• WHAT IS NEEDED
All of the data must be returned word for word.

Saved entries
□ □ □ □ □ □ □

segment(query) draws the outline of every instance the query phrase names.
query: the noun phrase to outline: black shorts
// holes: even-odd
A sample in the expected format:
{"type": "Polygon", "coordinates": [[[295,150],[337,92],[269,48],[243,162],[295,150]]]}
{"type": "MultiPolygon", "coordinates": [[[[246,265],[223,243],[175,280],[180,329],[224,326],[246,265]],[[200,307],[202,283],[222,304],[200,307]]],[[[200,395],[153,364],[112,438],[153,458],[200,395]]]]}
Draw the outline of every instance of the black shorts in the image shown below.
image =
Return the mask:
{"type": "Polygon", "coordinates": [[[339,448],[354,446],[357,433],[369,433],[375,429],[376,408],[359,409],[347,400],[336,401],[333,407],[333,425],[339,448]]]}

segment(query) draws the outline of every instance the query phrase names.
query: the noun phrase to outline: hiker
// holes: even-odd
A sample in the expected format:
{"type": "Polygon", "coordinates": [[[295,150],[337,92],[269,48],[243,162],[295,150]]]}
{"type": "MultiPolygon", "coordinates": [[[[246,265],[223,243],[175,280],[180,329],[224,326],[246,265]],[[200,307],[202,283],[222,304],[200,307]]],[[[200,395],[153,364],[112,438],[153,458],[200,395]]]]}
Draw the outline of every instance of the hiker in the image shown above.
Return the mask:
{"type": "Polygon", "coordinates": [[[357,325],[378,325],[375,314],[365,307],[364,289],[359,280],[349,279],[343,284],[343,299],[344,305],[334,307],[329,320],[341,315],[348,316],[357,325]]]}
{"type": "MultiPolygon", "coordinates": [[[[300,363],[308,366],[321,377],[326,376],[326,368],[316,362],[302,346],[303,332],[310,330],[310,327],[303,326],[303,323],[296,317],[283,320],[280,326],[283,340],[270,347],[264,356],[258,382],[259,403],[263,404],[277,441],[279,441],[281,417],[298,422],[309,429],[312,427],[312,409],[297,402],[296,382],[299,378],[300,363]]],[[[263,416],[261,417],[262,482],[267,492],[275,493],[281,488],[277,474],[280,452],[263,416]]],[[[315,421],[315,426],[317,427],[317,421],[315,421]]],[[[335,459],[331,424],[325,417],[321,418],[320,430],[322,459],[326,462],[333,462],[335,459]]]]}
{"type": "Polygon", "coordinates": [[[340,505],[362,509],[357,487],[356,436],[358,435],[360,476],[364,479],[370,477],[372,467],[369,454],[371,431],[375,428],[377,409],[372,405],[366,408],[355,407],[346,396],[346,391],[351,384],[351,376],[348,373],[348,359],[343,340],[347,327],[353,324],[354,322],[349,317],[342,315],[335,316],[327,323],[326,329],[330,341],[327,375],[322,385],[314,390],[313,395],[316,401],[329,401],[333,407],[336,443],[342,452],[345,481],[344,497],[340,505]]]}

□ □ □ □ □ □ □

• EXPECTED ANSWER
segment(query) draws the outline of every instance the query phrase names.
query: the noun phrase to outline: black shorts
// holes: even-odd
A sample in the expected format:
{"type": "Polygon", "coordinates": [[[295,150],[337,92],[269,48],[243,162],[295,150]]]}
{"type": "MultiPolygon", "coordinates": [[[[246,265],[223,243],[175,280],[180,329],[224,326],[246,265]],[[200,307],[202,283],[222,304],[200,307]]],[[[200,395],[153,364],[112,438],[153,458],[200,395]]]]}
Draw the outline of every instance of the black shorts in the image shown below.
image =
Return the mask:
{"type": "Polygon", "coordinates": [[[339,448],[354,446],[357,433],[369,433],[375,429],[376,408],[359,409],[347,400],[336,401],[333,407],[333,425],[339,448]]]}

segment(query) draws the outline of every instance the query phrase names.
query: the noun phrase to outline: hiker
// holes: even-odd
A sample in the expected format:
{"type": "Polygon", "coordinates": [[[295,150],[337,92],[269,48],[243,162],[295,150]]]}
{"type": "MultiPolygon", "coordinates": [[[[246,265],[223,243],[175,280],[180,329],[224,326],[246,265]],[[200,307],[202,283],[222,304],[200,307]]],[[[200,395],[153,364],[112,438],[153,458],[200,395]]]]}
Draw the outline of every instance of the hiker in the image shown above.
Return the mask:
{"type": "Polygon", "coordinates": [[[357,325],[378,325],[375,314],[365,307],[364,289],[359,280],[349,279],[343,284],[343,299],[344,305],[334,307],[329,320],[341,315],[348,316],[357,325]]]}
{"type": "MultiPolygon", "coordinates": [[[[300,363],[308,366],[321,377],[326,376],[326,368],[316,362],[302,346],[303,332],[310,330],[310,327],[303,326],[303,323],[296,317],[283,320],[280,326],[283,340],[270,347],[264,356],[258,382],[259,403],[263,404],[277,441],[279,441],[281,417],[298,422],[309,429],[312,427],[312,409],[297,402],[296,382],[299,378],[300,363]]],[[[263,416],[261,417],[262,482],[267,492],[275,493],[281,488],[277,474],[280,452],[263,416]]],[[[315,421],[315,426],[317,427],[317,421],[315,421]]],[[[335,459],[331,424],[325,417],[321,418],[320,430],[322,459],[326,462],[333,462],[335,459]]]]}
{"type": "Polygon", "coordinates": [[[340,505],[362,509],[357,487],[356,436],[358,435],[360,476],[364,479],[370,477],[372,467],[369,454],[371,431],[375,428],[377,409],[372,405],[366,408],[355,407],[346,396],[346,391],[351,384],[351,376],[348,373],[348,359],[343,340],[347,327],[353,324],[354,322],[349,317],[342,315],[335,316],[327,323],[326,329],[330,341],[327,375],[322,385],[314,390],[313,395],[316,401],[329,401],[333,407],[336,443],[342,452],[345,481],[344,497],[340,505]]]}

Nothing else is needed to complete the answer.